Task to complete: Can you give the lines from the start of those below through the line containing "provide the mask of each instance" again, swapping "teammate" for "opponent" and leaving everything else unchanged?

Supplied material:
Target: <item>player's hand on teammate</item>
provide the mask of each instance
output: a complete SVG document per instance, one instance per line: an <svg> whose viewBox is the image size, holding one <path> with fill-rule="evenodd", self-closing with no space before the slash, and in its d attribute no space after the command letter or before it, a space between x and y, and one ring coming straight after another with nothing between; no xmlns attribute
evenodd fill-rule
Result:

Solution for this task:
Target: <item>player's hand on opponent</item>
provide the mask of each instance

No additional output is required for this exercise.